──────── Matériau extrait ────────

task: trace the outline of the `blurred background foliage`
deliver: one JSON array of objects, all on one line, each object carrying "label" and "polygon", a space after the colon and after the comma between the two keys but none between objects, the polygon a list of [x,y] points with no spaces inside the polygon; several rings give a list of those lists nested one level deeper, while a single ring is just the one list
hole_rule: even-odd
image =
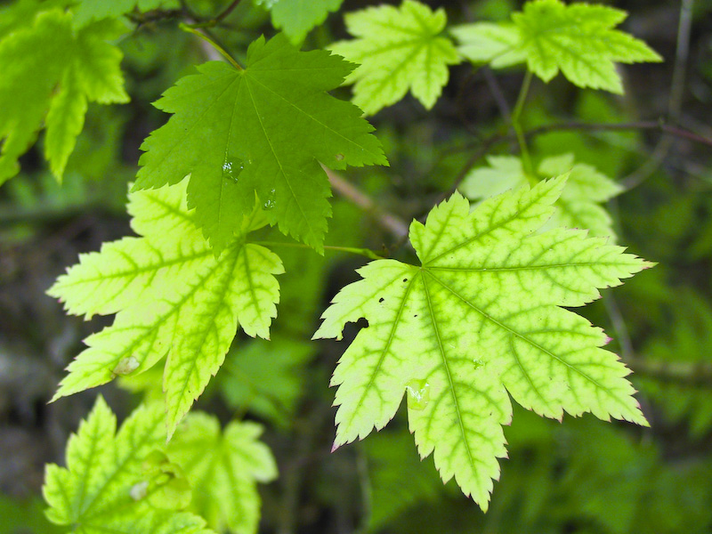
[{"label": "blurred background foliage", "polygon": [[[33,9],[70,4],[0,2],[0,38],[26,24]],[[21,161],[21,175],[0,189],[2,533],[56,531],[41,514],[43,465],[61,461],[69,433],[97,392],[46,402],[81,340],[101,320],[67,317],[44,291],[78,253],[130,231],[125,201],[139,146],[166,119],[150,102],[206,60],[201,44],[180,31],[170,14],[179,4],[166,2],[168,14],[136,12],[127,19],[120,45],[132,101],[89,108],[64,182],[58,185],[46,169],[40,136]],[[195,13],[214,16],[229,3],[187,4]],[[369,4],[346,0],[303,48],[344,37],[343,13]],[[452,23],[504,19],[521,7],[505,0],[428,4],[443,5]],[[506,429],[511,459],[502,462],[487,514],[451,483],[443,486],[432,459],[420,462],[402,413],[387,429],[331,454],[328,377],[346,345],[309,340],[320,311],[356,279],[353,269],[364,262],[284,247],[287,274],[279,280],[273,341],[239,336],[196,407],[225,422],[244,417],[266,425],[279,477],[263,489],[263,531],[712,531],[712,159],[704,142],[663,136],[654,126],[664,119],[712,139],[712,1],[606,4],[628,11],[624,29],[649,43],[665,62],[626,68],[622,97],[577,89],[561,77],[548,85],[535,81],[523,124],[537,158],[572,152],[626,188],[608,206],[619,242],[659,263],[582,312],[605,328],[614,338],[612,350],[634,369],[651,427],[592,417],[559,423],[515,410]],[[686,28],[680,19],[688,12]],[[274,30],[260,2],[243,0],[214,33],[244,59],[250,41]],[[516,152],[511,138],[490,142],[506,131],[503,111],[515,100],[522,77],[516,69],[495,74],[467,64],[453,68],[432,111],[408,97],[371,118],[391,167],[354,170],[348,180],[404,220],[423,216],[464,170],[483,165],[486,153]],[[348,98],[349,89],[336,93]],[[577,127],[640,121],[653,125]],[[364,212],[338,195],[330,229],[328,244],[409,255],[378,224],[377,210]],[[276,232],[268,239],[284,240]],[[101,392],[125,415],[143,395],[156,394],[160,381],[153,372]]]}]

────────

Extrayez du matériau ci-dessus, sans les modifier, toutes les lignes où figure le mot « task ».

Corrigé:
task: trace the outline of the `blurred background foliage`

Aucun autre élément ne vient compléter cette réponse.